Problem: Take the line that contains "Place one point per instance of the decorative" and every line after it in the material below, and quote them exactly.

— Start of Extracted entries —

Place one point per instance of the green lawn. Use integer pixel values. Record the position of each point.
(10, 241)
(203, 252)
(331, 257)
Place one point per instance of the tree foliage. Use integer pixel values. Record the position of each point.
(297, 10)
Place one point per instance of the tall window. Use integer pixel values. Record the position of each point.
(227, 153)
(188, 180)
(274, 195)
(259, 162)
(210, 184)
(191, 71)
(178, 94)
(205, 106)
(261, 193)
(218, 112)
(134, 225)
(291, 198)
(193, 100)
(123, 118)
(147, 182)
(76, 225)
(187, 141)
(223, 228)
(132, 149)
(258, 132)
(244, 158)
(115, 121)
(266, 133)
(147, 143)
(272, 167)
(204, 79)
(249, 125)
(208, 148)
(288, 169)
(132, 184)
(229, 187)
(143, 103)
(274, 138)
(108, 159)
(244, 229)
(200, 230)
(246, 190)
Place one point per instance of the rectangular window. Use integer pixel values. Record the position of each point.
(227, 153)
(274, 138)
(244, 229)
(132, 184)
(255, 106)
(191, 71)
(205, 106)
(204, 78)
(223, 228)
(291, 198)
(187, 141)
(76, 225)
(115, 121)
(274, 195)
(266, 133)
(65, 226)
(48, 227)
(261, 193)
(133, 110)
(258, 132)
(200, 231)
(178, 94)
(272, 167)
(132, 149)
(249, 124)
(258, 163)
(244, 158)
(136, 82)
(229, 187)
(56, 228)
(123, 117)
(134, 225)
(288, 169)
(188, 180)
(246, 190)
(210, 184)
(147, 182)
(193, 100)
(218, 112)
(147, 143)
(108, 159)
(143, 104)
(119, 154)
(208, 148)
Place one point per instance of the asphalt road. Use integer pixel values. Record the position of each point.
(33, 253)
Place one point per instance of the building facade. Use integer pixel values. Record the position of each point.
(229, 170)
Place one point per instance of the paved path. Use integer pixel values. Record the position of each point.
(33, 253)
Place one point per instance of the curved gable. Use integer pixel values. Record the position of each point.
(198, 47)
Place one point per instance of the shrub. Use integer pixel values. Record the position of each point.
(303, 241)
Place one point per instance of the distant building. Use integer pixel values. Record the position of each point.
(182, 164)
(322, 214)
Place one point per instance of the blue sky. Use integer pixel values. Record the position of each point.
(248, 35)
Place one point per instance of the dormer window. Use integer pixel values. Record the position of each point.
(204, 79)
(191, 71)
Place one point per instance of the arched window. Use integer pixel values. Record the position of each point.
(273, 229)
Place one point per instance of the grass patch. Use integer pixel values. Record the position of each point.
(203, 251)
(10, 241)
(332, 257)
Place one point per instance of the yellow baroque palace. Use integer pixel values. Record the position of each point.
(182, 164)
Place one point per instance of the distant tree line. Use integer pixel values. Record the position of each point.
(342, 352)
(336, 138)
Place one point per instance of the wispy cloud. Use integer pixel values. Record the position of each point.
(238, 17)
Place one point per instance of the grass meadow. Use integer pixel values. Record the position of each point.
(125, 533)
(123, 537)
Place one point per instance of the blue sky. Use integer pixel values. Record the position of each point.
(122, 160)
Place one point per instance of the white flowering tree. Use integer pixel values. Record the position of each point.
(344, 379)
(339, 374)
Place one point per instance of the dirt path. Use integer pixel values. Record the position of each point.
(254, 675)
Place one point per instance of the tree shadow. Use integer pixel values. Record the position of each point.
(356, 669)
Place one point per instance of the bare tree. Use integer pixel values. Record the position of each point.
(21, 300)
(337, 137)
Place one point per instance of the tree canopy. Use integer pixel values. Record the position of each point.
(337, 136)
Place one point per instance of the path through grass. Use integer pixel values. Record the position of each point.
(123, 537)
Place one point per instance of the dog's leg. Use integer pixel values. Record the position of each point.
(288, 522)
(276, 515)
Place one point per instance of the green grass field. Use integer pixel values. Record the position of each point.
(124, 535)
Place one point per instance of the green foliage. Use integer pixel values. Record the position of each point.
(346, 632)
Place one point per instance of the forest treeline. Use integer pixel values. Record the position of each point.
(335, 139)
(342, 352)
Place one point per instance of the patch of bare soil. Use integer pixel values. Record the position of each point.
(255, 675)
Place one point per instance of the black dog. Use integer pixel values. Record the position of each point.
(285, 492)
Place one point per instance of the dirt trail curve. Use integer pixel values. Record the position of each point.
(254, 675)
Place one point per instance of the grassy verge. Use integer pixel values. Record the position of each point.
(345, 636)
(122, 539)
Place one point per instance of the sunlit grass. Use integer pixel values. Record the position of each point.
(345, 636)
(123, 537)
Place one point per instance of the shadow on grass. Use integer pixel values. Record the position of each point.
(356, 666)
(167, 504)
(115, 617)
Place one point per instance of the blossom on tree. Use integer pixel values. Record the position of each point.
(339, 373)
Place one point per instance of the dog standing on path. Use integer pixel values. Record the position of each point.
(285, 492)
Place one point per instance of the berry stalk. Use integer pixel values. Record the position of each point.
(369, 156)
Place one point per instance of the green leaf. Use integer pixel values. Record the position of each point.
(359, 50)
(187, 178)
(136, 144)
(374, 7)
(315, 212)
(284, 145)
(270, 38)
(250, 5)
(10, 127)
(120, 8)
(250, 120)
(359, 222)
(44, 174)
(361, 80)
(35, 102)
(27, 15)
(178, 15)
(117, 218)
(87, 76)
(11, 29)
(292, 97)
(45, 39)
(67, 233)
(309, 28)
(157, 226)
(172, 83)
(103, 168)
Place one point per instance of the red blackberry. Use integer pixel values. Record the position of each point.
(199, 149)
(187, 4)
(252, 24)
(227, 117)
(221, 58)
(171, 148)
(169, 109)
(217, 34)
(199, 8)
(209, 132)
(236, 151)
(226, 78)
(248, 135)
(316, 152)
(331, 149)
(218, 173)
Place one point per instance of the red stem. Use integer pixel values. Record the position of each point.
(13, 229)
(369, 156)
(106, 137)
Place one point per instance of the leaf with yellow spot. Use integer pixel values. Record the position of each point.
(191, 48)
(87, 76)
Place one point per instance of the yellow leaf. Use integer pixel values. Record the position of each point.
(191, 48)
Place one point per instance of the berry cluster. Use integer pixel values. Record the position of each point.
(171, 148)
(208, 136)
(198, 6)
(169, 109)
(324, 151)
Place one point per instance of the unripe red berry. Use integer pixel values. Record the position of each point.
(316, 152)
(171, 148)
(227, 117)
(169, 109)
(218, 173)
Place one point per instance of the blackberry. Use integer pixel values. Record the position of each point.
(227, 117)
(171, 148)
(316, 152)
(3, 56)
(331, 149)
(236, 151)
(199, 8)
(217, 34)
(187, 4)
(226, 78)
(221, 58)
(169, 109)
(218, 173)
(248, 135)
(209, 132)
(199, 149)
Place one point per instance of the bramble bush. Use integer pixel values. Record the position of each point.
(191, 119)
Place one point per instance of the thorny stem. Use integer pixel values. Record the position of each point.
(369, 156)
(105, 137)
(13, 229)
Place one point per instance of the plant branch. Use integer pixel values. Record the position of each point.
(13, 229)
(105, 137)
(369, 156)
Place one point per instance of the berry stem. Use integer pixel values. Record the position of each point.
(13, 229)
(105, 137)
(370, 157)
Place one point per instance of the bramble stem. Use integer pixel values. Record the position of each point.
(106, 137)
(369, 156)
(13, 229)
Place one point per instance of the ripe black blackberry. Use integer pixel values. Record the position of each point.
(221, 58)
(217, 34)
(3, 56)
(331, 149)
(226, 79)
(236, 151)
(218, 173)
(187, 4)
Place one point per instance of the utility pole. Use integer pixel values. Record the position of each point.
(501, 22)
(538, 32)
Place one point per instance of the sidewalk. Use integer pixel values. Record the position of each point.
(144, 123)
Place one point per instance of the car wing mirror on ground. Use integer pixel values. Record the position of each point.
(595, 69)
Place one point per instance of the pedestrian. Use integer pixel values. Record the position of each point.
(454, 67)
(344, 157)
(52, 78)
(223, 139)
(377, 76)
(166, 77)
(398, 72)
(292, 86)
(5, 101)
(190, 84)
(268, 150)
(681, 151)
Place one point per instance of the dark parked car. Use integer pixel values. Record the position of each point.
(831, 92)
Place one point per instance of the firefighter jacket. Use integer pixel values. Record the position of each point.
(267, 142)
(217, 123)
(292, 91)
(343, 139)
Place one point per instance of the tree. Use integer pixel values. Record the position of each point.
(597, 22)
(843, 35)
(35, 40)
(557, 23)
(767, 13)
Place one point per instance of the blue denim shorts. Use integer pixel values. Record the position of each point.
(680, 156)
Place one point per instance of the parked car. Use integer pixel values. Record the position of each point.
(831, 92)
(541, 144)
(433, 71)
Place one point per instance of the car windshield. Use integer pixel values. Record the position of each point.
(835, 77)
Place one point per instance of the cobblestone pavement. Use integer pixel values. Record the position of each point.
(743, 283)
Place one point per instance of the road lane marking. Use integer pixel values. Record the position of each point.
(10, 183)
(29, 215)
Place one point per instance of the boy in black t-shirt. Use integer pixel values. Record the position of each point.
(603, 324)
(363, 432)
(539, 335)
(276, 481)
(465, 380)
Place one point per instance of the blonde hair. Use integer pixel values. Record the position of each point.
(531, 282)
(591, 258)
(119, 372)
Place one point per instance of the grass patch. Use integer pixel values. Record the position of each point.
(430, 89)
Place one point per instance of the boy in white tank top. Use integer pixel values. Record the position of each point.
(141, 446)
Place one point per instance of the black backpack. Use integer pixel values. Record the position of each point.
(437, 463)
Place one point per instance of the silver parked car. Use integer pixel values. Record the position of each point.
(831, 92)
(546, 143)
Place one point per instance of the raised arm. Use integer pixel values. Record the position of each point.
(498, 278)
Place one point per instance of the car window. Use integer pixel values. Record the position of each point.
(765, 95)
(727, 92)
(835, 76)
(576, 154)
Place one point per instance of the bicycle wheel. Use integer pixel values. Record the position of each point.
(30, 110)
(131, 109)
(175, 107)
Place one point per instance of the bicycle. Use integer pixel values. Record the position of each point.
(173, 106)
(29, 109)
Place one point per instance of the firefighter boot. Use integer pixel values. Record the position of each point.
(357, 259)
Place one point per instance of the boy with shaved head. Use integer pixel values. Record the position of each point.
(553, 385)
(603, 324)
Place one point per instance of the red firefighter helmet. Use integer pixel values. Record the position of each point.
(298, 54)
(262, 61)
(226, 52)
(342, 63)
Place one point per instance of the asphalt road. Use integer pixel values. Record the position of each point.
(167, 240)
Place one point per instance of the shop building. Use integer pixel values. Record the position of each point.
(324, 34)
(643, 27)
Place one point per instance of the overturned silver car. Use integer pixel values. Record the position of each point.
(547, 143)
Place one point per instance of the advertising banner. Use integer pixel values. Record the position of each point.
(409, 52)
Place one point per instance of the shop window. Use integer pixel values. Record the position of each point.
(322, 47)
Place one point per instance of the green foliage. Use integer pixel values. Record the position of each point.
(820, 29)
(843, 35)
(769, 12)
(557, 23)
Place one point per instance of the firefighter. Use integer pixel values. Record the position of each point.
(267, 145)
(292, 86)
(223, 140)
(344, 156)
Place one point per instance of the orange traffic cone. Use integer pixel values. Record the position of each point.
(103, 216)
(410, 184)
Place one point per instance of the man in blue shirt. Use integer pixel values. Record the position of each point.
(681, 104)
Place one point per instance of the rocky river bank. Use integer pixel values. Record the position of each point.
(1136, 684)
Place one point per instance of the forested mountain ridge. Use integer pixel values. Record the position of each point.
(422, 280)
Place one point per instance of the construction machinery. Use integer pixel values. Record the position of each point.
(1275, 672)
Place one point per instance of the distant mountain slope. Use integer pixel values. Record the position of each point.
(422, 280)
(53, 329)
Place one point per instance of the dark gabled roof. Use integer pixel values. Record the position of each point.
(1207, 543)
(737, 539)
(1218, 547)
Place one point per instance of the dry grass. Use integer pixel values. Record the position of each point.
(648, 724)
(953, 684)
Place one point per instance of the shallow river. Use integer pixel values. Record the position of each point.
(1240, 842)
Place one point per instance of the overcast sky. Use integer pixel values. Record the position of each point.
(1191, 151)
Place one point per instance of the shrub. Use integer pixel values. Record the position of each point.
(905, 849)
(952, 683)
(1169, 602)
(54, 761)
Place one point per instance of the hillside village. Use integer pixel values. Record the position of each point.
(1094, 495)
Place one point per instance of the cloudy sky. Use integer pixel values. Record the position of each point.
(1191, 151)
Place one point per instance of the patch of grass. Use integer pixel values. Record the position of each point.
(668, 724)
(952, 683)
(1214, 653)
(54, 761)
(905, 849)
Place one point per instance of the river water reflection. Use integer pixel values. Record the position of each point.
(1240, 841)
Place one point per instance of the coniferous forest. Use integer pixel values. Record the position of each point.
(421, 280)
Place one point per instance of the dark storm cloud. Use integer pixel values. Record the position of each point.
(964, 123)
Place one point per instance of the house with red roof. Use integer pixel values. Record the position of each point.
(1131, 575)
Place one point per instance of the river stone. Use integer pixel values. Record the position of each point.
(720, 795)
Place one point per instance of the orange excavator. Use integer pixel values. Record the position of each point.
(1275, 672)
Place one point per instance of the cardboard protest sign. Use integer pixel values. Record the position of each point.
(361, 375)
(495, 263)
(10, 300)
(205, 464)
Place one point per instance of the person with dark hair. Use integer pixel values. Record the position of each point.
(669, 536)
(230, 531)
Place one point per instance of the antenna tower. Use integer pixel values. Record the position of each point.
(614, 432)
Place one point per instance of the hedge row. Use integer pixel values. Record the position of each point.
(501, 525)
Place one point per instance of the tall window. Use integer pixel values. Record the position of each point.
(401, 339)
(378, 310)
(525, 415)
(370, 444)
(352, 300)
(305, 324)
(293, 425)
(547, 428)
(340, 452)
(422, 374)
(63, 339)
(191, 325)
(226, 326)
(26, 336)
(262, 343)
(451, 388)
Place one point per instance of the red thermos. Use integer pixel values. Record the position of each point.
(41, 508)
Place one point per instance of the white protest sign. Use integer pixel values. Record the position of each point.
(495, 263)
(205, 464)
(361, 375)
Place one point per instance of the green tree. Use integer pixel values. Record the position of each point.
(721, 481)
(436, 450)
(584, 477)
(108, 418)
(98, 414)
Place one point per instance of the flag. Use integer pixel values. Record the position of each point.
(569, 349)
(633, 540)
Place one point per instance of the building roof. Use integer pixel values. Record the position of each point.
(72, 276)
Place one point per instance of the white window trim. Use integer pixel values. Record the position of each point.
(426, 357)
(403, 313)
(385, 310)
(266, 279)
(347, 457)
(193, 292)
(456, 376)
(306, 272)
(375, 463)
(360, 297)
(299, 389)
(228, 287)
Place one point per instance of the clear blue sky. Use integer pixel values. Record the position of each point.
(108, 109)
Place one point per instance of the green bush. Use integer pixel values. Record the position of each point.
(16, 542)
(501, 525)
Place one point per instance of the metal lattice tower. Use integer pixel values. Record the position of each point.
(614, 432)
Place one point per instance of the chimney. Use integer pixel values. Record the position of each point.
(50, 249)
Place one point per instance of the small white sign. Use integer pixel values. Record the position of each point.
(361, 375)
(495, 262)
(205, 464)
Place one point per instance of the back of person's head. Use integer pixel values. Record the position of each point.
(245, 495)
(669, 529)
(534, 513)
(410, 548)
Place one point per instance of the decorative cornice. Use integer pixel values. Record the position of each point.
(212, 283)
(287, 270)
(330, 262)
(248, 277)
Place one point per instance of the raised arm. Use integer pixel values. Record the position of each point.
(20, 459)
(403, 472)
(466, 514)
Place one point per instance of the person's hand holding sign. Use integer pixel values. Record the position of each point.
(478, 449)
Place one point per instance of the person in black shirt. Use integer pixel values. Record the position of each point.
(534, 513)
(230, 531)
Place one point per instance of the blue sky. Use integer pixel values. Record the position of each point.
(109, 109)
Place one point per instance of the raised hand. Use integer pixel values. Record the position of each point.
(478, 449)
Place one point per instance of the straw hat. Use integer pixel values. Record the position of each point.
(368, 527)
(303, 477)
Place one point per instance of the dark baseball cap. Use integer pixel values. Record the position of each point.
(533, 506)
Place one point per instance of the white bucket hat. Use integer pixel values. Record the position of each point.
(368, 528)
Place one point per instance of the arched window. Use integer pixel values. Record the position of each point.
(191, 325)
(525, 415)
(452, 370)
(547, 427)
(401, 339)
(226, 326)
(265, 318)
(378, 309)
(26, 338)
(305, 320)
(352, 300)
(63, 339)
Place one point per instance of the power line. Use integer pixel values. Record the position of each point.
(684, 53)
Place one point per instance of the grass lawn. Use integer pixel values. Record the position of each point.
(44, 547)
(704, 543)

— End of Extracted entries —

Answer in full:
Place one point per instance of the decorative cornice. Use integer pixel values. Record the position of each point.
(212, 283)
(287, 270)
(330, 262)
(248, 277)
Place one point per instance of the raised arm. Use integer pixel values. Record the position of each point.
(20, 459)
(403, 472)
(466, 514)
Place one point per instance of the person's hand holding sign. Use integer pixel values. Record the position of each point.
(478, 449)
Place one point per instance of the person in black shirt. Use integer pixel values. Record the position of each point.
(534, 513)
(230, 531)
Place one point per instance of the blue sky. Use integer pixel values. Record the position of each point.
(109, 109)
Place one point per instance of the raised hand. Use integer pixel values. Record the position of each point.
(478, 449)
Place one point per instance of the straw hat. Use integer pixel values. Record the position of each point.
(368, 527)
(303, 477)
Place one point per instance of the dark baseball cap. Use integer pixel values. Record the position of each point.
(533, 506)
Place one point per instance of the white bucket hat. Use integer pixel values. Record the position of each point.
(368, 528)
Place one point per instance of the arched window. Use integer pixel values. Record the position of each point.
(191, 325)
(525, 415)
(452, 370)
(547, 427)
(401, 339)
(226, 326)
(265, 318)
(378, 309)
(26, 338)
(305, 320)
(352, 300)
(63, 339)
Place one point per instance of the power line. Use integer pixel values. Record the position of each point.
(684, 53)
Place one point per instance of the grass lawn. Use integer pixel values. Record the position of each point.
(44, 547)
(704, 543)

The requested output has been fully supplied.